Work required: Please copy the records below from the line with "if any curved" through the end of the records, both ends included, keeping every line. Multiply each bounding-box coordinate in the answers by 2.15 and round it to a whole number, with halves rounded up, leaving all other text unchanged.

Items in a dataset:
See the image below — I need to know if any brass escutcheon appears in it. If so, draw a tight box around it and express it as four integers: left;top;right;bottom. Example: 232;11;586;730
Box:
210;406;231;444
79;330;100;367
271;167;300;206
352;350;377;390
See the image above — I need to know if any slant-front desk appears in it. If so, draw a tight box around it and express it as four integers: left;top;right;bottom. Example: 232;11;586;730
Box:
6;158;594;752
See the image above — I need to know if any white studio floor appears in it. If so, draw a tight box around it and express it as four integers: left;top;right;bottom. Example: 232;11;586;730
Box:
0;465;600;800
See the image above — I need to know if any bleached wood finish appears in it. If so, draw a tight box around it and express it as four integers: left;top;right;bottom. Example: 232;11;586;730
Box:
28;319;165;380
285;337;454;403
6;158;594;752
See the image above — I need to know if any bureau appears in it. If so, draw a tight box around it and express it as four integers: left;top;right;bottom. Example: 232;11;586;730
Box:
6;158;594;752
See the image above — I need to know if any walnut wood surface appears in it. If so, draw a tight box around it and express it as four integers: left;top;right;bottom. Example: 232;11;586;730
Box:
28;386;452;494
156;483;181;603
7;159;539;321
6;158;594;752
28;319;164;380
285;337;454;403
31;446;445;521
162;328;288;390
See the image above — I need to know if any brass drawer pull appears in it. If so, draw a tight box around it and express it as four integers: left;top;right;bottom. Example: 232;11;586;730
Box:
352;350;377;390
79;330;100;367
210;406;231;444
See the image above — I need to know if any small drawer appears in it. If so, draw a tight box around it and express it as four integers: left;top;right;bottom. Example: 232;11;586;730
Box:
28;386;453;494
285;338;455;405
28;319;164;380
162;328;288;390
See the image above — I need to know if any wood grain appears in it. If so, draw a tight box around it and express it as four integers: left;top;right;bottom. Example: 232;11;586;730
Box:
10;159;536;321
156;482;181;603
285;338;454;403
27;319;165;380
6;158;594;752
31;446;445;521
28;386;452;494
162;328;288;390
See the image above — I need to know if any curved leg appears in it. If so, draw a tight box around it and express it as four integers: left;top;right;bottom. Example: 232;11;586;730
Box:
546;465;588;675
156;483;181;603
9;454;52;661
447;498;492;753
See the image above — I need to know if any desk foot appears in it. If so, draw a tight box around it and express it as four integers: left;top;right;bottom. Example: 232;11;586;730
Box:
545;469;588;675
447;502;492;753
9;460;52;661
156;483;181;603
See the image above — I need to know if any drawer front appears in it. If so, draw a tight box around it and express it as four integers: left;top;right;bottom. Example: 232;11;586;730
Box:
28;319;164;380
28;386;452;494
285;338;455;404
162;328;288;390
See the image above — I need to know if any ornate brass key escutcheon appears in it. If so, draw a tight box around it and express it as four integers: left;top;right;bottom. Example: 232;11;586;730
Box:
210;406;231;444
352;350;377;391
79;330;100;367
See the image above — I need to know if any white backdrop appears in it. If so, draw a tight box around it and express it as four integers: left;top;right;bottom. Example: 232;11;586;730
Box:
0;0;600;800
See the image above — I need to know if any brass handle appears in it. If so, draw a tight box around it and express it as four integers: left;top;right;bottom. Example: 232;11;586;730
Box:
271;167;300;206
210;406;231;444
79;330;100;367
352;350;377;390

Result for this task:
See the image above — I need to know if any curved leg appears in it. If so, draw a tight box around it and express it as four integers: left;top;right;bottom. Example: 232;11;586;730
Box:
1174;1000;1264;1451
335;1038;389;1296
19;976;112;1421
961;1071;1058;1619
See the image above — I need to know if any desk foot appears in it. If so, draw a tight box around it and express it as four integers: left;top;right;bottom. Example: 232;11;586;730
Box:
1172;1008;1264;1451
961;1079;1058;1619
19;989;112;1421
335;1038;389;1296
See the image above — I need to know if any drawer front appears in it. If so, draw a tight box around it and express it as four integers: left;top;right;bottom. Example: 232;11;586;730
Box:
60;686;353;817
60;830;972;1062
613;727;978;869
348;705;619;839
See the image above — I need to know if any ornate brass key escutcheon appears in it. If so, draw a tight box around it and express it as four integers: left;top;right;bottom. Example: 232;11;586;730
Box:
452;873;497;955
757;753;811;841
170;710;215;789
See the image above — I need to know if any white backdrop appears in it. If so, draw a tight box around it and express it as four integers: left;top;right;bottom. Example: 232;11;586;730
Box:
0;0;1290;1720
See the image above — I need to know if any brass handle appears in it. If so, draw a tight box around it and express it as four integers: left;top;right;bottom. Example: 232;11;586;730
Box:
583;359;645;443
452;873;497;955
170;710;215;789
757;753;811;839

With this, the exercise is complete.